- **Quoted passage**:

The Tribunal’s First Hearing
The applicant appeared before the Tribunal on 5 September 2014. This is the summary of his oral evidence:
He completed both a Certificate III in Hospitality and an Advanced Diploma of Hospitality Management at the South Pacific Institute;
He first approached Malcolm Phelps in March 2007 while studying his Certificate III. He was referred to Malcolm Phelps through a friend, Jagdev Singh, with whom he was living at the time. He said the restaurant was located in Drummond Street Oakleigh and he travelled there are via train from Reservoir disembarking at Oakleigh station which was a 3 to 4 minute walk from the premises. He described the building as yellow with the front gate on Drummond Street.
He said both Malcolm Phelps and his brother Robert Phelps worked there with Robert both helping to manage and cook. Asked if he was sure Robert was Malcolm’s brother he said yes, Malcolm had told him this. The applicant said he spoke to Malcolm and gave him his résumé. Malcolm said he would call him but when he did not do so he visited again a month later and on this occasion Malcolm told him he was able to give him volunteer work.
He commenced working there in April typically working from 3pm to 10pm three nights a week, usually Wednesdays, Thursdays and Fridays but also occasionally on a Sunday. He said the busiest day is Friday. The applicant said the main Cook was Malcolm and other people who worked there were: Guy, Rachel and Alex. He said there were no other work experience students when he worked. The applicant said for the first day he just looked at what was happening and on the second day Malcolm showed him what to do.
The applicant said he kept track of his 900 hours on his phone which he lost in 2010.
The Tribunal asked a number of questions concerning the most popular dishes at the restaurant and the ways to prepare these dishes.
The applicant said he worked at Oakleigh Catering as claimed but cannot prove it as it was 7 to 8 years ago. He said he had tried to phone Malcolm about 10,000 times but his phone is disconnected. The applicant said he did not keep in contact with anyone else at the bistro. After completing his work at Oakleigh Catering he laid carpet for a few months, worked as a waiter at the Melbourne Exhibition Centre, worked at the Whitehorse Club as a kitchen hand and worked at Bombay Crown where he was employed for about two nights a week as a Cook. The applicant said he has another casual job cleaning about two days a week.
Later the applicant completed 450 hours’ work experience at the Heritage Indian Restaurant which he needed to complete to get his second skills assessments. He has been employed since January 2013 as a Chef on a casual basis. He provided a copy of his recent PAYG certificate that records an income of $7035 from the Heritage Indian Restaurant for the year ending 2013.
When invited to make any submissions in relation to compelling or compassionate and compelling circumstances in relation to the waiver provisions of PIC 4020, the applicant did not make any submissions.
On 25 September 2014, the Tribunal (differently constituted) affirmed the decision under the review.

- **Data excerpt**:
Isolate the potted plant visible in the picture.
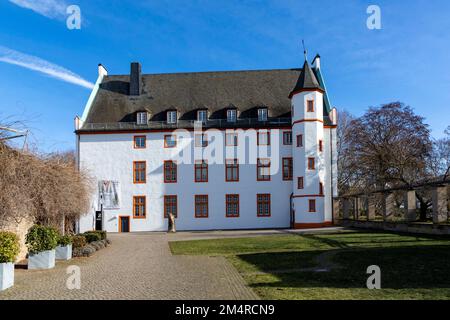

- **To do**: Using the hearing summary, say whether each statement agrees with it: (a) the applicant first approached Malcolm Phelps in March 2007; (b) the applicant said other work experience students were there while he worked; (c) the applicant made submissions on the waiver provisions of PIC 4020. Answer each with yes or no and quote the deciding words. The material is not needed for what follows.

- **Written response**:
(a) Yes: "He first approached Malcolm Phelps in March 2007 while studying his Certificate III."
(b) No: "He said there were no other work experience students when he worked."
(c) No: "the applicant did not make any submissions."